What you will do:
Copy the data that follows, character for character, minus the pictures.

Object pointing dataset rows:
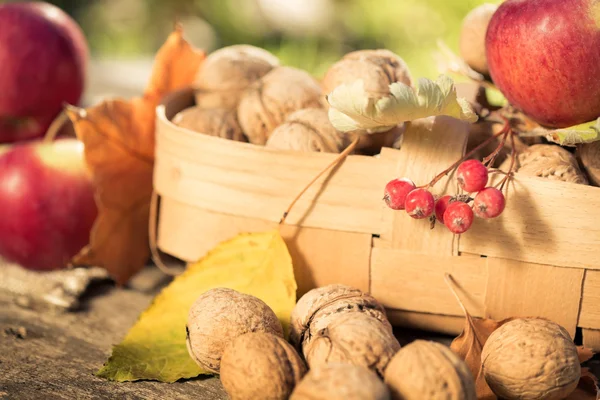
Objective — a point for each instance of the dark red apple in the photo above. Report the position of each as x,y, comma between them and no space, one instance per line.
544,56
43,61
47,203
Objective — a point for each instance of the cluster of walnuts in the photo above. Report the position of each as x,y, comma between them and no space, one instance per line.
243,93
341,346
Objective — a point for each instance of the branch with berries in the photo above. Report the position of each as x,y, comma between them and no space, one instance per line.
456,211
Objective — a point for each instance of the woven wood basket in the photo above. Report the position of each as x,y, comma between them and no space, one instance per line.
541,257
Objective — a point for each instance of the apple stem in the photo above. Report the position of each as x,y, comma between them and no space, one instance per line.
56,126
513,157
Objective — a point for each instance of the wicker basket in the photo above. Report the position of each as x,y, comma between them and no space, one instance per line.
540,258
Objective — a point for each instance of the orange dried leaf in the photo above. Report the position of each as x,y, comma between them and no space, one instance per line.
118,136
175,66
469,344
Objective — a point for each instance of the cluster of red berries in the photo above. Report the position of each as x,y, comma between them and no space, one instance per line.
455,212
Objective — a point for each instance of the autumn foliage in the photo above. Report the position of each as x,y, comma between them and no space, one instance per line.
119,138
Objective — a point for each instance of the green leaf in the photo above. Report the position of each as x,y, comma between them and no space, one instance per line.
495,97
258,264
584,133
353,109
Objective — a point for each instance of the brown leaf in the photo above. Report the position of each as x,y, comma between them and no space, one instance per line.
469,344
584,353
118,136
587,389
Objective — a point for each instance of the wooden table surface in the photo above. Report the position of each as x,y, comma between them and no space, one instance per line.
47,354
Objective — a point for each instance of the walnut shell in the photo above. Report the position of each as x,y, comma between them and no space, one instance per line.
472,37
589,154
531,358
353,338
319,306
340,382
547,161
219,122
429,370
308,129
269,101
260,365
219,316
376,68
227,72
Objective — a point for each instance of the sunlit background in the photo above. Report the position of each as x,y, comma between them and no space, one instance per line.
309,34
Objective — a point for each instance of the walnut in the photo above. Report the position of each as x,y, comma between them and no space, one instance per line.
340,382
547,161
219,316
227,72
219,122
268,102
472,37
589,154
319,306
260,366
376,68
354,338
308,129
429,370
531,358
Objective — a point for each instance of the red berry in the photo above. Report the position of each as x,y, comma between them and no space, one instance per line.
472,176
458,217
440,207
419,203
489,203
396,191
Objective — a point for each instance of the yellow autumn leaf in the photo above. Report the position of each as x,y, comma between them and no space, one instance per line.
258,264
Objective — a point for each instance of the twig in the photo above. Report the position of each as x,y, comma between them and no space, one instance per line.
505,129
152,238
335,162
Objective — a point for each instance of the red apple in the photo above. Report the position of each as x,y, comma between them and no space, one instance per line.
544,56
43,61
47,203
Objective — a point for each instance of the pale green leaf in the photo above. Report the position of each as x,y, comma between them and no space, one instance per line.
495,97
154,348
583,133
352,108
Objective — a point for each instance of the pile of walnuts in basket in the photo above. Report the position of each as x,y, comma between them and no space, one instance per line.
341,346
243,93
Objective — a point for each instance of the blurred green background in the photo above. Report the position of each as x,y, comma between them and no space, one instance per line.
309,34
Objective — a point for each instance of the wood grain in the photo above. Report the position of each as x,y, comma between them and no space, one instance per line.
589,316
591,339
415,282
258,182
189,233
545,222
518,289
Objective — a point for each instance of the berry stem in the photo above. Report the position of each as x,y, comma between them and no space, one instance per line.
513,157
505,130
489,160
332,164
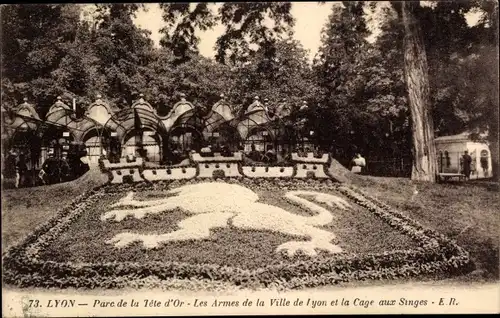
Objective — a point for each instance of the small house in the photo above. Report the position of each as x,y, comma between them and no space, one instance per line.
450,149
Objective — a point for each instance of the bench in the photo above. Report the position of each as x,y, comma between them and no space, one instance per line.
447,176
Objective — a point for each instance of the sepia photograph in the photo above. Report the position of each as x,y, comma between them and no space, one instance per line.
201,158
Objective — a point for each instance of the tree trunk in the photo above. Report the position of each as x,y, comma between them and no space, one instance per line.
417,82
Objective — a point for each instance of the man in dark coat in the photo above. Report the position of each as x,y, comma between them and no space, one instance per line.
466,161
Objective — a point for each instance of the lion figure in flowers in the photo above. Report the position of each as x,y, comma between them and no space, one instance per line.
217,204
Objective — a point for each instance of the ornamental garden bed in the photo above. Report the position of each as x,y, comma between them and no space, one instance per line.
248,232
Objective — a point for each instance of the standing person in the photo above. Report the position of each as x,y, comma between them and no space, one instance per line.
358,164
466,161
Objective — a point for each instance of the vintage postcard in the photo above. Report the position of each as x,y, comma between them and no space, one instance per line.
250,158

Written answer:
Objective — a point for each instance of the dark red apple in the photo above. Report the position of each as x,y, comma between them and no space, one instance per line.
544,56
43,61
47,203
Objective — a point for each instance of the cluster of walnuts in the photo above. Report the position of each as x,y, comma between them and no space, one instance per line.
243,93
341,346
Objective — a point for each instance of the branch with berries in the photo above. Report the position of each as x,y, comma between them and no space, one instance per line.
456,211
Objective — a point for each instance of the woven wood basket in the photo above. Report the position of each as x,y, comma between them and no space, one instance per line.
541,257
Objective — a point for each instance of the apple stem in the photo above. Report the position of each as x,y, comma between them and no space, one instance per line.
56,126
513,157
Objective — a point for each instance of the wicker basket in the photo above. Report the position of each as x,y, comma between them and no space, one instance per line.
540,258
Objective — a point for each instance of the orange dried leaf in the photo above. Report the position of each as x,y, comma between them and no space, one instance per line.
118,136
175,66
469,344
Objective — a point for each instance of the cluster of red berries in the photo above. Report the position of each as x,y, comma between them and no space, one instance per line.
455,212
Objective — a point for each instance of the autumn foliage in the photo above. Report the position of each as x,y, comma between them and no space, one instance per line.
119,138
Objective — a point for each instance of the green leaf in the photo above. Report the position of each as x,y, comma between them and no space, one instance per line.
495,97
258,264
584,133
353,109
Objective — a point for each instance of the brown leaf in the photo above. Report the position of each as x,y, comma between them and no space, one instance per line.
469,344
584,353
118,136
587,389
Objective — a point for each instance of the wooden table surface in the photo above. Report the position of each as x,y, comma between them and no space, one instance per line.
47,354
Objective — a point for each instance of the walnut shell in the photo above. Report the position of each as x,y, comma between them and no space, one instance per line.
472,37
589,154
531,358
353,338
319,306
340,382
547,161
219,122
429,370
308,129
269,101
260,365
219,316
376,68
227,72
Objective — a point for each instance of the sunlit background in the photo above. Report the position of each as x,y, comma between them and no space, one instance per line.
309,34
Objective — a point for each instance of the walnut in the photo above. Report the position of each as x,y, comma between them and no space, one instance per line.
340,382
547,161
219,316
227,72
219,122
268,102
472,37
589,154
319,306
260,366
376,68
354,338
308,129
429,370
531,358
Objective — a point for each instance of the red berry in the photo above. Report the position of each as x,y, comma between them and no space, one instance per line.
472,176
458,217
440,207
419,203
489,203
396,191
Objective — a point for each instance of the yellow autumn leaf in the photo above. Report the position of each as x,y, comma between them and no space, one instance per line.
258,264
Objective — a point for each instance of the twig in the photo above. Report the position of each as x,y, comma between them and no space, one instance per line.
505,129
152,238
335,162
Objective — a point for each instance of the red apple in the photo above. Report the position of each as x,y, comma between them and no space, one instance per line.
544,56
43,61
47,203
Objective — a point for each instance of the pale green leaf in the photo above. Report the position of each as x,y, comma between them and no space, one instance per line.
495,97
154,348
583,133
352,108
Objective — a point for each instance of the pile of walnuts in basket in the photo above. Report the position of each as x,y, comma between them and no space, one instance per line.
341,346
243,93
Objective — a point for each instance of the blurred green background in the photo above. Report the position of each as x,y, comma between them and no space, one instance per line.
309,34
Objective — a point for each instance of the wood grain in the photo above. Report the position of each as x,y, comma between them and no space, one instance per line.
589,316
591,339
415,282
258,182
189,233
545,222
518,289
Objective — a point for each instance of the berry stem in the photo above. Report the position of each as x,y, comma between them and no space, one instance per line.
513,157
505,130
489,160
332,164
Objective — a point for each instance of the small house in the photo above. Report the position of each as x,y, comma between them and no space, one instance per line.
450,149
Objective — a point for each instance of the bench in the photo above. Report the position of each as x,y, comma between them and no space, one instance per line.
447,176
Objective — a point for each instance of the sepia photograph in the photo above. Report the position of each as x,y, comma between them and no space, one instance per line.
201,158
Objective — a point for each instance of the tree trunk in the photo above. Report the position of each as x,y, comma between them and no space, one instance per line.
417,82
Objective — a point for each instance of the man in dark coat in the photo above. Report the position of each as x,y, comma between them and no space, one instance per line.
466,161
Objective — a point for each instance of the lion figure in flowers in the photo above. Report the position of each as x,y, comma between them and no space, one instance per line.
217,204
Objective — a point for each instance of the ornamental garden bed in the photo above. Report the position of each as x,y, comma between them and no space, one instance per line.
248,232
Objective — a point for each instance of the standing person in the photo above. Report the position of each as x,y, comma between them and no space, one instance per line.
358,164
466,161
Objective — a point for each instance of the vintage postcard in the photo above. Report the position of each as x,y, comma between them and no space, one instance per line.
250,158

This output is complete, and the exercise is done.